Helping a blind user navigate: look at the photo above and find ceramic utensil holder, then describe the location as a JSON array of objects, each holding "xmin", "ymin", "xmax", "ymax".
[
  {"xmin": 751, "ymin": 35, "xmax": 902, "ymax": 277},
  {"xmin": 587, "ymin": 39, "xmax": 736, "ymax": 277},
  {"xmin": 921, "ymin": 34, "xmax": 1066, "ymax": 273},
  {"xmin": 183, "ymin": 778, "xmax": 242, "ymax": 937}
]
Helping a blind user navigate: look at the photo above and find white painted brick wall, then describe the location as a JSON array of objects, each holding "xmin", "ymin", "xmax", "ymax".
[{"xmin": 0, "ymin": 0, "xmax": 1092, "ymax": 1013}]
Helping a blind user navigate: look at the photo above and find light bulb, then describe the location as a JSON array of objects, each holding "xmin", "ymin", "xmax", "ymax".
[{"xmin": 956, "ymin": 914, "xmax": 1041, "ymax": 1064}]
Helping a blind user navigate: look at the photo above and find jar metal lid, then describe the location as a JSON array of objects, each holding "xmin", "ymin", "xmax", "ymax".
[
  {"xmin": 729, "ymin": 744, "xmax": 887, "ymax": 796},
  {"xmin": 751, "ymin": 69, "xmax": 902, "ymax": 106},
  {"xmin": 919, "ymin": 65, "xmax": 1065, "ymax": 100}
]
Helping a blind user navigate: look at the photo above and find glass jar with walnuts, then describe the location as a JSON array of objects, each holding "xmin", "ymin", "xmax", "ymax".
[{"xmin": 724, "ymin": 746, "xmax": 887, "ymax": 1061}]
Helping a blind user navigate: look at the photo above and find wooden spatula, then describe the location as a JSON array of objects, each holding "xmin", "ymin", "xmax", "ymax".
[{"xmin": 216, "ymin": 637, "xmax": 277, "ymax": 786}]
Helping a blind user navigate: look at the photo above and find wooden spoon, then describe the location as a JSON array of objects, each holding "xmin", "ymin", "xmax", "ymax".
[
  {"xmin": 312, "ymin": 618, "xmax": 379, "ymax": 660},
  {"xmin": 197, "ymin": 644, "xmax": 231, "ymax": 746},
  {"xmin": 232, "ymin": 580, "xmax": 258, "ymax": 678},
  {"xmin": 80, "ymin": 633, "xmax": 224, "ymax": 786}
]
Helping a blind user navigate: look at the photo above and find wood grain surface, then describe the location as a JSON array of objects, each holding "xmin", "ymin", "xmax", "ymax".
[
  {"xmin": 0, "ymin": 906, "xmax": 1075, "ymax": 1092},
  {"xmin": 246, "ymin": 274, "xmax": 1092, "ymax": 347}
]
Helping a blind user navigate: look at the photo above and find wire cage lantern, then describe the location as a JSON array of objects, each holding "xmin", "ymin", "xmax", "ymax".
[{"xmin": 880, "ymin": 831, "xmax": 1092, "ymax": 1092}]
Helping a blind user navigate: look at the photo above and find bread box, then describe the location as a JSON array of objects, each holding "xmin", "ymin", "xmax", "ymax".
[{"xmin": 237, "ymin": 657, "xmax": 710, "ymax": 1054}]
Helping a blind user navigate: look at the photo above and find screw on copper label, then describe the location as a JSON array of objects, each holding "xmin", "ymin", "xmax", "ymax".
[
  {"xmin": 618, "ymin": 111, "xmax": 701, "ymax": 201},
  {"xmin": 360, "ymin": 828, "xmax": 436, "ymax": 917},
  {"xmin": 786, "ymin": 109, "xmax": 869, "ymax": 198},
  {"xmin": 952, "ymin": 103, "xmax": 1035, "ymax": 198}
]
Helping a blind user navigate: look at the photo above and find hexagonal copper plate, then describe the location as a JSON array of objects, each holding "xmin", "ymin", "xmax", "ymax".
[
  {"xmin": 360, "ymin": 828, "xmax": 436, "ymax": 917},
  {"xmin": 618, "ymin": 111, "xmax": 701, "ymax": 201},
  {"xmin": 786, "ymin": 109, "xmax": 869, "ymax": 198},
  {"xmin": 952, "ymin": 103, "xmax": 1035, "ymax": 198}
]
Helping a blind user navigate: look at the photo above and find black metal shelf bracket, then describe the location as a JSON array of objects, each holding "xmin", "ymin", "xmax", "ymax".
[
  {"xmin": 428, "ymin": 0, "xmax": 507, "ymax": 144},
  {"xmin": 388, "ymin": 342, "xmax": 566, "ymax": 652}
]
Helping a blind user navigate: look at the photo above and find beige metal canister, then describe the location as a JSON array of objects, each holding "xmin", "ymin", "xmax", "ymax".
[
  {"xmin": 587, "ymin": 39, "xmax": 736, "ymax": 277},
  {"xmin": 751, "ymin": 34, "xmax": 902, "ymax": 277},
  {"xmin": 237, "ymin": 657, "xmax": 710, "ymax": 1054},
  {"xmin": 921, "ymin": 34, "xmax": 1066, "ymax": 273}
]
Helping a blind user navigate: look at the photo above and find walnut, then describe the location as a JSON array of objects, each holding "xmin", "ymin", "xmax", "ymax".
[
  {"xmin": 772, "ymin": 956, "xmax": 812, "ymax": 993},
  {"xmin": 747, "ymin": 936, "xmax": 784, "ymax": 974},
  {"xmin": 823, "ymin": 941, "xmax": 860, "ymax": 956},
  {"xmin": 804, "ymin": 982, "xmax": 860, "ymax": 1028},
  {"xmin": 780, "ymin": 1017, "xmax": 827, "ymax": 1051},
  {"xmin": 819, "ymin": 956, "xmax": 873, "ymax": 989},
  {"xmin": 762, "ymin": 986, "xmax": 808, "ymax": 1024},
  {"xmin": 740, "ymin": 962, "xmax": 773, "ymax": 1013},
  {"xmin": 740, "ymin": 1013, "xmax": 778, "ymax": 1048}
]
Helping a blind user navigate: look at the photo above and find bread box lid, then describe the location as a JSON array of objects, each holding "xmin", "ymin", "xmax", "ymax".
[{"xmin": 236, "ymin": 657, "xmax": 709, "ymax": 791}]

- **JOB**
Rewrite every line of the material above as a numbered list, leaving out any blank lines.

- **ANSWER BELOW**
1. Helping a blind user navigate: look at the photo above and find ceramic utensil holder, then describe the location as a JSON array of objects, each holding "xmin", "ymin", "xmax", "ymax".
2. [
3.   {"xmin": 751, "ymin": 35, "xmax": 902, "ymax": 277},
4.   {"xmin": 587, "ymin": 39, "xmax": 736, "ymax": 277},
5.   {"xmin": 921, "ymin": 34, "xmax": 1066, "ymax": 273},
6.   {"xmin": 183, "ymin": 778, "xmax": 242, "ymax": 937}
7. ]
8. Helping a blind user navigate: look at the photo above and find white painted brick wall, then describe the location as a JSON array of objects, each holding "xmin", "ymin", "xmax", "ymax".
9. [{"xmin": 0, "ymin": 0, "xmax": 1092, "ymax": 1013}]
10. Helping a blind user navigate: look at the photo above and find light bulb, then describe the location as a JSON array of objects, each holding "xmin", "ymin", "xmax", "ymax".
11. [{"xmin": 956, "ymin": 914, "xmax": 1041, "ymax": 1064}]
12. Helping a blind user navigate: look at the photo above and find jar metal lid, then describe the location as a JSON array of objects, each holding "xmin", "ymin", "xmax", "ymax".
13. [
14.   {"xmin": 729, "ymin": 744, "xmax": 887, "ymax": 796},
15.   {"xmin": 751, "ymin": 69, "xmax": 902, "ymax": 106},
16.   {"xmin": 919, "ymin": 65, "xmax": 1065, "ymax": 100}
17. ]
18. Helping a blind user navigate: look at the photo above and find glass jar with walnuts, then describe the location as a JSON array of objects, each holding "xmin", "ymin", "xmax", "ymax".
19. [{"xmin": 724, "ymin": 746, "xmax": 887, "ymax": 1061}]
20. Helping a blind user navigate: look at the photo above and find wooden spatula, then describe the location as a JSON array of objects, each holding "xmin", "ymin", "xmax", "ymax".
21. [{"xmin": 216, "ymin": 637, "xmax": 277, "ymax": 786}]
22. Helping a blind user navigate: look at the photo above and find wooden spoon, then describe the location as a JSON array of objects, each holding "xmin", "ymin", "xmax", "ymax".
23. [
24.   {"xmin": 312, "ymin": 618, "xmax": 379, "ymax": 660},
25.   {"xmin": 197, "ymin": 644, "xmax": 231, "ymax": 746},
26.   {"xmin": 232, "ymin": 580, "xmax": 258, "ymax": 678},
27.   {"xmin": 80, "ymin": 633, "xmax": 224, "ymax": 786}
28. ]
29. Helping a blind user navigate: look at the photo above and find wood grain surface, then describe the location as a JSON array of objects, each holding "xmin", "ymin", "xmax", "ymax".
30. [
31.   {"xmin": 0, "ymin": 906, "xmax": 1075, "ymax": 1092},
32.   {"xmin": 246, "ymin": 274, "xmax": 1092, "ymax": 347}
33. ]
34. Helping a blind user navigate: look at the photo above and find wire cage lantern, then describe the location as a JSON array of objects, each holding "xmin", "ymin", "xmax", "ymax".
35. [{"xmin": 880, "ymin": 831, "xmax": 1092, "ymax": 1092}]
36. Helping a blind user navigate: look at the photo above and find bread box, then describe the location as a JSON array of objects, each holding "xmin", "ymin", "xmax", "ymax".
37. [{"xmin": 237, "ymin": 657, "xmax": 710, "ymax": 1054}]
38. Helping a blind user navigate: look at the photo above and find screw on copper label, then describe the location as a JSON array of objects, each holding "xmin", "ymin", "xmax", "ymax".
39. [
40.   {"xmin": 618, "ymin": 111, "xmax": 701, "ymax": 201},
41.   {"xmin": 360, "ymin": 828, "xmax": 436, "ymax": 917},
42.   {"xmin": 786, "ymin": 109, "xmax": 869, "ymax": 198},
43.   {"xmin": 952, "ymin": 103, "xmax": 1035, "ymax": 198}
44. ]
45. Helping a blind user navigate: look at the photo above and find hexagonal copper plate, then describe the location as a JSON array of objects, each holding "xmin", "ymin", "xmax", "ymax".
46. [
47.   {"xmin": 360, "ymin": 828, "xmax": 436, "ymax": 917},
48.   {"xmin": 618, "ymin": 111, "xmax": 701, "ymax": 201},
49.   {"xmin": 786, "ymin": 109, "xmax": 869, "ymax": 198},
50.   {"xmin": 952, "ymin": 103, "xmax": 1035, "ymax": 198}
51. ]
52. Helping a blind user navigate: look at the photo above and find black metal shelf bracket, then describe the location as a JSON array of objects, each holding "xmin", "ymin", "xmax", "ymax".
53. [
54.   {"xmin": 428, "ymin": 0, "xmax": 507, "ymax": 144},
55.   {"xmin": 388, "ymin": 342, "xmax": 566, "ymax": 652}
56. ]
57. Helping a blind user navigate: look at the photo above and find beige metal canister, then describe the location as a JSON array of objects, each holding "xmin", "ymin", "xmax", "ymax".
58. [
59.   {"xmin": 587, "ymin": 39, "xmax": 736, "ymax": 277},
60.   {"xmin": 751, "ymin": 34, "xmax": 902, "ymax": 277},
61.   {"xmin": 237, "ymin": 657, "xmax": 710, "ymax": 1054},
62.   {"xmin": 921, "ymin": 34, "xmax": 1066, "ymax": 273}
63. ]
64. Helping a blind user navigate: look at the photo above and find walnut, then describe the location as a JSON array of objects, each holding "xmin", "ymin", "xmax", "ymax".
65. [
66.   {"xmin": 772, "ymin": 956, "xmax": 812, "ymax": 993},
67.   {"xmin": 747, "ymin": 936, "xmax": 784, "ymax": 974},
68.   {"xmin": 823, "ymin": 941, "xmax": 860, "ymax": 956},
69.   {"xmin": 804, "ymin": 982, "xmax": 860, "ymax": 1028},
70.   {"xmin": 780, "ymin": 1017, "xmax": 827, "ymax": 1051},
71.   {"xmin": 819, "ymin": 956, "xmax": 873, "ymax": 989},
72.   {"xmin": 762, "ymin": 986, "xmax": 808, "ymax": 1024},
73.   {"xmin": 740, "ymin": 962, "xmax": 773, "ymax": 1013},
74.   {"xmin": 740, "ymin": 1013, "xmax": 778, "ymax": 1048}
75. ]
76. Helping a blind user navigate: look at the photo above and find bread box lid, then describe the location as a JSON array of objects, each holding "xmin", "ymin", "xmax", "ymax".
77. [{"xmin": 236, "ymin": 657, "xmax": 709, "ymax": 791}]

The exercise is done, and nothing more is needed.